# Task to carry out:
Copy out every record precisely.

# Excerpted records:
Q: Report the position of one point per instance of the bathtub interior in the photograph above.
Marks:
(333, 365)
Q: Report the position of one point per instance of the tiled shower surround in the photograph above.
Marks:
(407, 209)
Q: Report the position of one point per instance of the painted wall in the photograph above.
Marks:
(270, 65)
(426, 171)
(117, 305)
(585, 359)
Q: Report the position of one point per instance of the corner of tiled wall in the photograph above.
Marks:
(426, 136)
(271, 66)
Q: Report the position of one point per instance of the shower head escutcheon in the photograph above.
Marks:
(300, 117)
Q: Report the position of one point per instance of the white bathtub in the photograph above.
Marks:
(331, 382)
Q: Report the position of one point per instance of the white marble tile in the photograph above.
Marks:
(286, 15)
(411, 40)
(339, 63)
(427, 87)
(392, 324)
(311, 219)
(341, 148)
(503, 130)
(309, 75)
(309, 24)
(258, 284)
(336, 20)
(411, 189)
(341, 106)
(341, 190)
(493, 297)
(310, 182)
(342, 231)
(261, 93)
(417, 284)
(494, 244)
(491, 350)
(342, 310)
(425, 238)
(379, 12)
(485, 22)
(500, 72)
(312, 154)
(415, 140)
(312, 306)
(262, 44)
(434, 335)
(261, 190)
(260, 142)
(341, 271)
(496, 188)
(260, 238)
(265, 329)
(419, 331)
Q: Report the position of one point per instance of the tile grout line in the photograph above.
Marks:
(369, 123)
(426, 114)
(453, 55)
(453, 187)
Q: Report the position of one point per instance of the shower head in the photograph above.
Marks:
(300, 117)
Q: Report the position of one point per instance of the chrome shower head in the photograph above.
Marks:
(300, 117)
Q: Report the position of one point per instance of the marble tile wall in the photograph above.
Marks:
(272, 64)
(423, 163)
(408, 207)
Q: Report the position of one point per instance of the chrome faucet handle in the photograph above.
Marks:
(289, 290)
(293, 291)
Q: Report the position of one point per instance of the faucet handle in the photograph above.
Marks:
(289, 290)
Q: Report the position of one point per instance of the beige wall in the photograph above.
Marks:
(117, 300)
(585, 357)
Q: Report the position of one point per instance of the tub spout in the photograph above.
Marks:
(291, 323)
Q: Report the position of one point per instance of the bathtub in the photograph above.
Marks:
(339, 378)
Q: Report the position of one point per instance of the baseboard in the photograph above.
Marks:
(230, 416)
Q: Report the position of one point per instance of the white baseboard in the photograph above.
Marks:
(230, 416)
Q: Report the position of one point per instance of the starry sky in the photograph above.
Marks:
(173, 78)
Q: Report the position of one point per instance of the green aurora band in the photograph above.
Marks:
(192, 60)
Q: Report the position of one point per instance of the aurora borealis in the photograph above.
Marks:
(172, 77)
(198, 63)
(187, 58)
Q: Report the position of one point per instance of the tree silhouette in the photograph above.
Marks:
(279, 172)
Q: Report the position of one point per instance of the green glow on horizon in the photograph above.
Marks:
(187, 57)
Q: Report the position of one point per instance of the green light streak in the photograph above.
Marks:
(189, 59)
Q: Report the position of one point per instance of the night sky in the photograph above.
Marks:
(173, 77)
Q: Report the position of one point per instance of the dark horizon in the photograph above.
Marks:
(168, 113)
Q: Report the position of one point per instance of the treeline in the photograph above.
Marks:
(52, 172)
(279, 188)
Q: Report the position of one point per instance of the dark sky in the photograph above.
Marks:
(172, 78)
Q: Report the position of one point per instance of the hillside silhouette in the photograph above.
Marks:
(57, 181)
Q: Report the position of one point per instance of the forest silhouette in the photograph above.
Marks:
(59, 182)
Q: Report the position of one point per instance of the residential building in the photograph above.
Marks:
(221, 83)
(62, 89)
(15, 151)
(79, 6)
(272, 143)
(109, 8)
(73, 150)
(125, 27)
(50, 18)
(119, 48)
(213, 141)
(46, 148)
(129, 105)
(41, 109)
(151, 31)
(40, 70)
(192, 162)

# Problem solution:
Q: Report the position of one point per instance of the bathtub interior in the photograph above.
Marks:
(333, 365)
Q: Report the position of one point per instance of the tiled shower surround in the photograph above.
Marks:
(407, 209)
Q: Report the position of one point per instance of the painted wall in the photograph above.
Marks:
(270, 65)
(426, 171)
(117, 305)
(585, 359)
Q: Report the position of one point per instance of the corner of tiled wall in the photograph above.
Marks:
(426, 136)
(271, 66)
Q: Report the position of one point per instance of the shower head escutcheon in the photograph above.
Marks:
(300, 117)
Q: Report the position of one point per instance of the white bathtub in the photograph above.
Marks:
(331, 382)
Q: Report the position of one point per instance of the white marble tile in the photograph above.
Marks:
(286, 15)
(411, 40)
(339, 63)
(427, 87)
(392, 324)
(311, 219)
(341, 148)
(503, 130)
(309, 75)
(309, 24)
(258, 284)
(336, 20)
(411, 189)
(341, 106)
(341, 190)
(493, 297)
(310, 182)
(342, 231)
(261, 93)
(417, 284)
(494, 244)
(491, 350)
(342, 310)
(425, 238)
(379, 12)
(485, 22)
(500, 72)
(312, 154)
(415, 140)
(312, 306)
(262, 44)
(434, 335)
(261, 190)
(260, 142)
(341, 271)
(496, 188)
(260, 238)
(265, 329)
(419, 331)
Q: Report the position of one point per instance of the tile grout line in the photograph above.
Marks:
(369, 123)
(426, 114)
(453, 55)
(453, 187)
Q: Report the position of one point per instance of the shower head in the photograph above.
Marks:
(300, 117)
Q: Report the position of one point per instance of the chrome shower head in the photograph above.
Marks:
(300, 117)
Q: Report the position of one point per instance of the marble tile wall in the photograph above.
Marks:
(272, 64)
(423, 163)
(408, 207)
Q: Report the position of one point per instance of the chrome faucet handle in the photograph above.
Marks:
(289, 290)
(293, 291)
Q: Report the position of one point per instance of the faucet handle in the photograph above.
Marks:
(289, 290)
Q: Report the position of one point per instance of the beige wall in the photograph above.
Marks:
(117, 300)
(585, 357)
Q: Report the position of one point per instance of the tub spout in the photograph above.
Marks:
(291, 323)
Q: Report the position of one point per instance of the bathtub in the photograph above.
Marks:
(339, 378)
Q: Report the position of one point per instance of the baseboard in the photograph above.
Marks:
(230, 416)
Q: Report the position of one point per instance of the white baseboard in the photograph above.
Marks:
(230, 416)
Q: Report the position of one point per instance of the starry sky in the photograph above.
Marks:
(173, 78)
Q: Report the position of one point per instance of the green aurora band in the photograph above.
Marks:
(192, 60)
Q: Report the position of one point per instance of the aurora borealis in the photograph above.
Marks:
(172, 77)
(198, 63)
(187, 58)
Q: Report the position of one point per instance of the tree silhouette in the photograph above.
Marks:
(279, 172)
Q: Report the position of one point per instance of the green glow on horizon in the photograph above.
Marks:
(187, 57)
Q: Report the position of one point per instance of the green light streak in the photograph above.
Marks:
(189, 59)
Q: Report the position of one point per instance of the night sky in the photograph above.
Marks:
(173, 77)
Q: Report the position of one point per instance of the dark horizon in the photograph above.
Marks:
(168, 113)
Q: Report the position of one point per instance of the treeline in the photograph above.
Marks:
(52, 172)
(279, 188)
Q: Report the position of one point per instance of the dark sky in the photograph above.
Marks:
(172, 78)
Q: Report the position of one point per instance of the hillside silhouette in the photograph above.
Marks:
(57, 181)
Q: Report the position of one point per instance of the forest silhouette in the photograph above.
Marks:
(59, 182)
Q: Report the position of one point per instance of the residential building in the photograph above.
Marks:
(221, 83)
(62, 89)
(15, 151)
(79, 6)
(272, 143)
(109, 8)
(73, 150)
(125, 27)
(50, 18)
(119, 48)
(213, 141)
(46, 148)
(129, 105)
(41, 109)
(151, 31)
(40, 70)
(192, 162)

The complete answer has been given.